Records from a dataset:
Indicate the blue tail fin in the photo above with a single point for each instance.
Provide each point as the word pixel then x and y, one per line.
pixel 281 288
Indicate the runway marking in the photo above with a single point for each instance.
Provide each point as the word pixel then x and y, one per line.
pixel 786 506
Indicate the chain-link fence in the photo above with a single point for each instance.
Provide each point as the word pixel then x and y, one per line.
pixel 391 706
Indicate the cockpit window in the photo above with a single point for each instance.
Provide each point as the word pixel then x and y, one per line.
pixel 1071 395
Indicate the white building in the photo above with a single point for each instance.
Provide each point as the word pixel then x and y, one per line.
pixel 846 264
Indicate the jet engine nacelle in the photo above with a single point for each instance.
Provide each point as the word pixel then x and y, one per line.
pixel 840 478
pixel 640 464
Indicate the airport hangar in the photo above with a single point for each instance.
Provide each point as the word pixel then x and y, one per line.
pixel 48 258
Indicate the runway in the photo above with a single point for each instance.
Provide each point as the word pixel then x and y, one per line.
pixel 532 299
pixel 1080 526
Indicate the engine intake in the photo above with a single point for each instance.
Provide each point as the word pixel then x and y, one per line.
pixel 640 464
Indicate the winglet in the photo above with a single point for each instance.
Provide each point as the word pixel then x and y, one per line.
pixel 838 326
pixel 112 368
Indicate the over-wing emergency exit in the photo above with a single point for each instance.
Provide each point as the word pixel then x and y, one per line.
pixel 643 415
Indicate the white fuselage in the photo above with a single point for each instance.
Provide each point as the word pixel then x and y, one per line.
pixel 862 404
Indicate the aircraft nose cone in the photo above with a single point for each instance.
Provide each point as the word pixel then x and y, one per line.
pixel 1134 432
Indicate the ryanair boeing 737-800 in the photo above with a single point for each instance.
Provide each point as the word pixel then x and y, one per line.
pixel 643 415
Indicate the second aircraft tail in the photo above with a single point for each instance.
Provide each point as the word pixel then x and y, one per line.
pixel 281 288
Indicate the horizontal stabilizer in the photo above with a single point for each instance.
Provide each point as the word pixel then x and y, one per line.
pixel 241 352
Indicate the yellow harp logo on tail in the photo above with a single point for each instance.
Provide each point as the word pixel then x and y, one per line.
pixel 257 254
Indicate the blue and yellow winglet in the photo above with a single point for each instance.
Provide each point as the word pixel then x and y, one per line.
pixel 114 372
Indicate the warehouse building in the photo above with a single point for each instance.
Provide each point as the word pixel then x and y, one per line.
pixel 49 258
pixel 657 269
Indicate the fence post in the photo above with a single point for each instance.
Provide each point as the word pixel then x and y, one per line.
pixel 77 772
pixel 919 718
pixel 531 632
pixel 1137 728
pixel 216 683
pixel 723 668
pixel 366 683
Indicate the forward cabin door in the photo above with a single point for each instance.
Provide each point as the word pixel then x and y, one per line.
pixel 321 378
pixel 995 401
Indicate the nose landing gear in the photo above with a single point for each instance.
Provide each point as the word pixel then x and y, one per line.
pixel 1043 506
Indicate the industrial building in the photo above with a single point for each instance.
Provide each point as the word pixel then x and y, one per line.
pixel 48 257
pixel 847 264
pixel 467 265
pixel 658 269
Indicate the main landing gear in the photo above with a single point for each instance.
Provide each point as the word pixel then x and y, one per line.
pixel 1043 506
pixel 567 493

--

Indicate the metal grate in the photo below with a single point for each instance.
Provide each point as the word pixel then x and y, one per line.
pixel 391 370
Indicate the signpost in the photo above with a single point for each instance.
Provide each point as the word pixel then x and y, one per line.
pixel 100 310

* * *

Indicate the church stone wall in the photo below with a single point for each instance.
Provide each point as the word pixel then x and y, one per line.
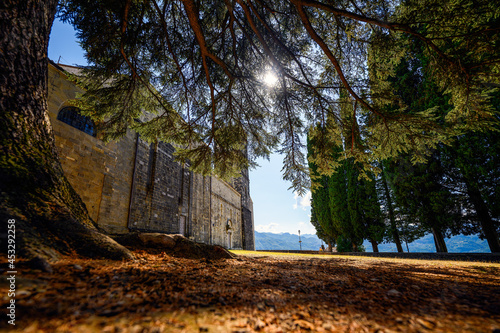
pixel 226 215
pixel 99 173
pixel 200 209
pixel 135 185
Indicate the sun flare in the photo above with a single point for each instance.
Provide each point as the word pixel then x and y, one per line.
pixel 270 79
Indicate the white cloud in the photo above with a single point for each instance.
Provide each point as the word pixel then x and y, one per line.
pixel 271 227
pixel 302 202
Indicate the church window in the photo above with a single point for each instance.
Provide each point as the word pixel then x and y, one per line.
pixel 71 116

• TRY IT
If a line in the records above holds the string "winglet", copy it.

• EXERCISE SOLUTION
Indicate the winglet in the photo above with a single point for each instance.
Indicate the blue and yellow winglet in the photo above with a single point for each instance.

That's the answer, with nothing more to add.